_TASKS TO CARRY OUT_:
1. Do these statements agree with the hometown essay? For each, answer yes or no and quote the words from the essay that decide it. (a) The narrator is the oldest of the grandchildren on the mother's side. (b) The mother's family traces its roots to a French town on the Norman-Breton border. (c) The narrator's son still only comes for weekend and holiday visits.
2. In the hometown essay, how does the part that opens with "Because for every" and closes with "an alcoholic step-parent." read if you replace "workshop" with "garage"?

_QUOTED PASSAGE_:
§ §

I was born in and spent considerable parts of my childhood in a small city in central Louisiana. The rest was spent in Los Angeles, California. I could turn this into a compare-and-contrast essay, but that’s not necessary. Spending some of my childhood in California is a factor in the man I turned out to be. It did affect my worldview, but as far as geography being a factor, Louisiana still has the most influence.
My mother’s family is Acadian (Cajun) and are able to trace our roots 500 years to a French town on the Norman-Breton border. My mother’s family is also a large one, both as endomorphs and in number. My mother is one of 11, and I’m the oldest of 30 grandchildren. I have great memories of Granny cooking holiday meals for three days, everything from scratch. When the big day came, there would be so many people in her little house that the family would be reduced to eating on the porch and swing sets because there was no more seating.
I remember going to mass with my Grandfather. I remember family dance parties, where despite our tendency towards the bulky, we were surprisingly light on our feet and could really tear it up on the dance floor. I remember the family intelligence-gathering nets: cousins, great aunts, and whoever else who lived up and down the street, ready to spread the word of any observed bad behaviors. Whatever your indiscretion, was, Granny knew about it. She knew about before you made it home; she’d wait for you at the door, switch in hand. Justice was swift, but so was forgiveness. My family is creative, intelligent, and a little bit off.
I was one of those guys that could not wait to leave my hometown as soon as I could. My immediate family was rocked by addiction and abuse; bruises and blood. I had already seen life in the larger world and I was going to return to that world. I swore I would to go to college, live overseas, explore the sensual world, take spiritual adventures, and then finally, become a father. I have been fortunate enough to have done those things.
The one thing I swore I would not do was to return home.
Because for every memory of crawfishing with chicken necks on the bayou, there was another of seeing my mother hit on the head with a cast-iron skillet. For the memory of my grandfather making us toys in his workshop, the other is having the house set on fire, while we were still in it, by an alcoholic step-parent.
Of course, the inevitable happened: I currently reside in that hometown I swore I’d never return to.
Circumstance and obligation brought me back. My son is here and I’ve spent years driving from wherever I was living to come here to pick him up for the every other weekend and trade-off holiday visits. I tried to create a life in those other places, but always failed. Any fun, or joy, or satisfaction was always flawed because my son wasn’t there. Over time, it became obvious that to be happy I’d rather be in hell with him, than be in heaven without him. And it has pretty much worked out that way.
It wasn’t easy at first. Living in the scene of the crime is difficult, but it’s had some unforeseen benefits. I was no longer able to ignore the past. I’ve had to learn to live with ghosts. I’ve learned to accept what was and not let that interfere with being able to be content in the present. My present, gift and unit of time both, is that my son now lives with me. After work, I come home and see him every evening.

§ §

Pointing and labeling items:
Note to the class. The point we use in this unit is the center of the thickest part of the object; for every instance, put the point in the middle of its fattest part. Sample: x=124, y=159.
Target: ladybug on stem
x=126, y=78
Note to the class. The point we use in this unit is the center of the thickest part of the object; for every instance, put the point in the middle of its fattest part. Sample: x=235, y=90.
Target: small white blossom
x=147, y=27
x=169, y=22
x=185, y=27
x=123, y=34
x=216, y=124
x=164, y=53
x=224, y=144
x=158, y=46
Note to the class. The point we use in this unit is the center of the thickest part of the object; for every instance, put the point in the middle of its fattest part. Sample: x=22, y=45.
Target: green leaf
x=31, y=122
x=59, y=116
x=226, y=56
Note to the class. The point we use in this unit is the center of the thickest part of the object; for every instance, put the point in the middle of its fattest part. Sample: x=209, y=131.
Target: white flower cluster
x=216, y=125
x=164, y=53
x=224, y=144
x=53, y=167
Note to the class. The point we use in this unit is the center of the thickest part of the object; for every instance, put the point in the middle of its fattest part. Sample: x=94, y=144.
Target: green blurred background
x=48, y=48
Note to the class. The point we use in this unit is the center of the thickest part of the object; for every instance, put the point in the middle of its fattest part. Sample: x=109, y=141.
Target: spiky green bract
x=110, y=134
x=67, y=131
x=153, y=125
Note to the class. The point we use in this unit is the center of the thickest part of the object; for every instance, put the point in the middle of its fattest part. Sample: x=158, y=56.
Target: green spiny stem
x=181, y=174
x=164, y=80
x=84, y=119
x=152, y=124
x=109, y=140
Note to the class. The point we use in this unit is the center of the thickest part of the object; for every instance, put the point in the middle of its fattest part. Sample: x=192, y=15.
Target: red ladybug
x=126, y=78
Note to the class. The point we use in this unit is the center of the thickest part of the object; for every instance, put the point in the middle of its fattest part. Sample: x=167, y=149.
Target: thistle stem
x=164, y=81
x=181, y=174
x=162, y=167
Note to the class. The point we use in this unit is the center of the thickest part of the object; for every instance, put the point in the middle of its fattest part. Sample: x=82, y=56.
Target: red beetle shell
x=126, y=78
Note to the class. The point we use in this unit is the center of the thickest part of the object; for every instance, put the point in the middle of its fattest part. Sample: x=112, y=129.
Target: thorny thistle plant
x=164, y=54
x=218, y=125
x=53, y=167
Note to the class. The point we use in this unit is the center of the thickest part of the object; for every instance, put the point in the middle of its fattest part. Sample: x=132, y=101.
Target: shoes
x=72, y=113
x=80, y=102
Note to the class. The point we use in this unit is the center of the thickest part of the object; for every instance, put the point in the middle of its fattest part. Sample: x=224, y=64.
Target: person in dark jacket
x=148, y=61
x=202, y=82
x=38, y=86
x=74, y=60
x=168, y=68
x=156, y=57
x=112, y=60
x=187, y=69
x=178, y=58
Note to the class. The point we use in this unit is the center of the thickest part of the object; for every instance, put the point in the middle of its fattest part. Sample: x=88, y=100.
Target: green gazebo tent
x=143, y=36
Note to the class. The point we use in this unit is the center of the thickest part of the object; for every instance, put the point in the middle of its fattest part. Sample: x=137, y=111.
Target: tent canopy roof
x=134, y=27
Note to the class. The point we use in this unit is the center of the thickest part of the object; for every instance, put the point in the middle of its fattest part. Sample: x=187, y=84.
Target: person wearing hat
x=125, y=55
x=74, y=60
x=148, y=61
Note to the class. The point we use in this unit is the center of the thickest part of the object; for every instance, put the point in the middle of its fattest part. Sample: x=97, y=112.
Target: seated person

§ §

_SOLUTIONS BY TASK_:
1.
(a) Yes: "I’m the oldest of 30 grandchildren."
(b) Yes: "are able to trace our roots 500 years to a French town on the Norman-Breton border"
(c) No: "my son now lives with me"

2.
Because for every memory of crawfishing with chicken necks on the bayou, there was another of seeing my mother hit on the head with a cast-iron skillet. For the memory of my grandfather making us toys in his garage, the other is having the house set on fire, while we were still in it, by an alcoholic step-parent.